YOUR OBJECTIVE:
Keep the pictures out and restate every record exactly.

EXERCISE INPUTS:
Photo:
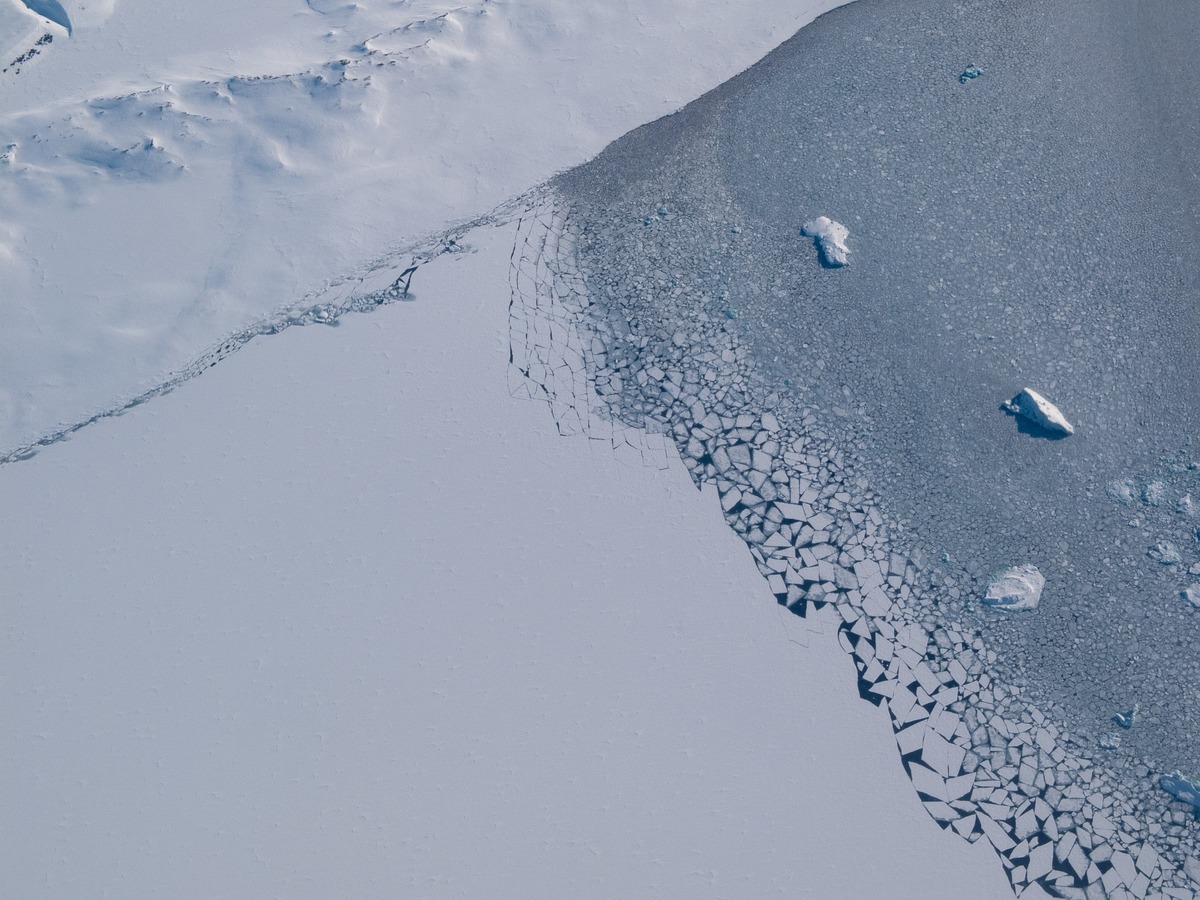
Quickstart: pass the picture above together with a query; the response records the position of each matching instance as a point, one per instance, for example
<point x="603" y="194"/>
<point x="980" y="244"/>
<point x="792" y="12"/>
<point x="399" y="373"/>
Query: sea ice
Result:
<point x="831" y="238"/>
<point x="1039" y="411"/>
<point x="1181" y="789"/>
<point x="1018" y="588"/>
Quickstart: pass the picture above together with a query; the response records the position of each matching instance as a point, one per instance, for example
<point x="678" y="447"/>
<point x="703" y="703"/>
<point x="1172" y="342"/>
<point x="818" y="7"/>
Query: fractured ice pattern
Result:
<point x="851" y="419"/>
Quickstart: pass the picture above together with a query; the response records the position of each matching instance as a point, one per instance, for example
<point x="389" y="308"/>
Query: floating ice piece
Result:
<point x="1165" y="552"/>
<point x="831" y="239"/>
<point x="1039" y="411"/>
<point x="1019" y="588"/>
<point x="1127" y="719"/>
<point x="1121" y="492"/>
<point x="51" y="10"/>
<point x="1181" y="789"/>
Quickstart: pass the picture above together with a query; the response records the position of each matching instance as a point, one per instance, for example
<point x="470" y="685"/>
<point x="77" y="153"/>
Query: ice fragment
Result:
<point x="1019" y="588"/>
<point x="831" y="238"/>
<point x="1039" y="411"/>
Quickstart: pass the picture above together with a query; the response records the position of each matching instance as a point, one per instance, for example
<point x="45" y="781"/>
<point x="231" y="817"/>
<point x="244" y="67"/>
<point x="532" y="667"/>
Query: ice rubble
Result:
<point x="1181" y="789"/>
<point x="1018" y="588"/>
<point x="831" y="238"/>
<point x="1039" y="411"/>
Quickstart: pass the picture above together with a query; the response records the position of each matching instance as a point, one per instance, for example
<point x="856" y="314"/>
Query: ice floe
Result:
<point x="1018" y="588"/>
<point x="1032" y="406"/>
<point x="831" y="238"/>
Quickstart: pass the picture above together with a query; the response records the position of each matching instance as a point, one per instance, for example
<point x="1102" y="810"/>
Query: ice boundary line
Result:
<point x="378" y="283"/>
<point x="984" y="760"/>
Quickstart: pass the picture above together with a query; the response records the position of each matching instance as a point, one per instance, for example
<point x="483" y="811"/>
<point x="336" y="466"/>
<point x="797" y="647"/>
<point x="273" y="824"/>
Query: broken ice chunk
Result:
<point x="1039" y="411"/>
<point x="1127" y="718"/>
<point x="1019" y="588"/>
<point x="1181" y="789"/>
<point x="831" y="238"/>
<point x="1165" y="552"/>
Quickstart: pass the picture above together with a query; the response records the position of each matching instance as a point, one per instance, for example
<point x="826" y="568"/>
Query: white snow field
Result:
<point x="345" y="618"/>
<point x="173" y="172"/>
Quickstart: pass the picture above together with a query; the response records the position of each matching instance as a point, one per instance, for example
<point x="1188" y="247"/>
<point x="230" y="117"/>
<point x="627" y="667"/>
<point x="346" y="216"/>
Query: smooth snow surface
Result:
<point x="174" y="172"/>
<point x="342" y="618"/>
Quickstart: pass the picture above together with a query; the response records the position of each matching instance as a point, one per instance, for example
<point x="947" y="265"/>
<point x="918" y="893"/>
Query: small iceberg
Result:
<point x="970" y="73"/>
<point x="1181" y="789"/>
<point x="1019" y="588"/>
<point x="1032" y="406"/>
<point x="831" y="238"/>
<point x="1127" y="719"/>
<point x="51" y="10"/>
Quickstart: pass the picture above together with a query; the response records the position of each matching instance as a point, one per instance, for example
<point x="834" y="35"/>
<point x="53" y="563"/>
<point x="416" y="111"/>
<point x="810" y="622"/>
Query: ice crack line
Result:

RESPONSE TO THE EXERCISE:
Photo:
Quickstart: pass the picture above together with a query; the response records the position of each matching instance as a point, one per instance, for example
<point x="603" y="194"/>
<point x="980" y="244"/>
<point x="792" y="12"/>
<point x="399" y="373"/>
Query: sea ice
Result:
<point x="831" y="238"/>
<point x="1039" y="411"/>
<point x="1181" y="789"/>
<point x="1018" y="588"/>
Quickstart: pass the picture above together with a query; the response records the position of each matching instance as a point, one per instance, for example
<point x="678" y="447"/>
<point x="703" y="703"/>
<point x="1172" y="342"/>
<point x="818" y="7"/>
Query: fractured ice pattern
Result:
<point x="851" y="419"/>
Quickstart: pass the picture above together with a query; the response records the position of each matching instance as a point, one per instance, for example
<point x="389" y="308"/>
Query: floating ice piece
Result:
<point x="1165" y="552"/>
<point x="831" y="239"/>
<point x="1039" y="411"/>
<point x="1019" y="588"/>
<point x="1127" y="719"/>
<point x="1121" y="492"/>
<point x="51" y="10"/>
<point x="1181" y="789"/>
Quickstart: pass the picture above together with a query; the response records the position of each matching instance as a point, one per instance, for example
<point x="470" y="685"/>
<point x="77" y="153"/>
Query: ice fragment
Result:
<point x="1019" y="588"/>
<point x="831" y="238"/>
<point x="1039" y="411"/>
Quickstart: pass the picture above together with a query; the response records the position of each matching instance as a point, one per instance, for example
<point x="45" y="781"/>
<point x="231" y="817"/>
<point x="244" y="67"/>
<point x="532" y="667"/>
Query: ice rubble
Result:
<point x="1181" y="789"/>
<point x="1018" y="588"/>
<point x="831" y="238"/>
<point x="1039" y="411"/>
Quickstart: pass the picture above together with a query; the response records the position of each matching instance as a point, one per instance, for example
<point x="856" y="314"/>
Query: ice floe
Result:
<point x="1018" y="588"/>
<point x="1032" y="406"/>
<point x="831" y="238"/>
Quickstart: pass the picture above together with a query; the response records the position of each matching instance as a point, one per instance, for example
<point x="1102" y="810"/>
Query: ice boundary line
Result:
<point x="378" y="283"/>
<point x="984" y="760"/>
Quickstart: pass the picture above together with a query; the response records the position of each matching instance as a point, one per instance, for example
<point x="483" y="811"/>
<point x="336" y="466"/>
<point x="797" y="647"/>
<point x="273" y="824"/>
Query: broken ice chunk
Result:
<point x="1039" y="411"/>
<point x="1127" y="718"/>
<point x="1019" y="588"/>
<point x="1181" y="789"/>
<point x="831" y="238"/>
<point x="1165" y="552"/>
Quickstart: pass the picture above together with a query; the response records the position of each matching instance as a point, one per instance, for example
<point x="826" y="568"/>
Query: white snow field
Result:
<point x="345" y="618"/>
<point x="173" y="172"/>
Quickstart: pass the picture above together with a query; the response records the position of each matching instance as a point, one per instance, for example
<point x="1188" y="247"/>
<point x="230" y="117"/>
<point x="627" y="667"/>
<point x="346" y="216"/>
Query: smooth snow surface
Result:
<point x="174" y="172"/>
<point x="342" y="618"/>
Quickstart: pass the picture above together with a query; the response records the position of each matching instance as a point, one per instance, for example
<point x="947" y="265"/>
<point x="918" y="893"/>
Query: small iceberg
Result:
<point x="970" y="73"/>
<point x="1181" y="789"/>
<point x="1019" y="588"/>
<point x="1032" y="406"/>
<point x="831" y="238"/>
<point x="1127" y="719"/>
<point x="51" y="10"/>
Quickstart: pass the picture above together with a query; the response records the position of each matching instance as a point, one per instance, for example
<point x="834" y="35"/>
<point x="53" y="563"/>
<point x="416" y="111"/>
<point x="810" y="622"/>
Query: ice crack line
Result:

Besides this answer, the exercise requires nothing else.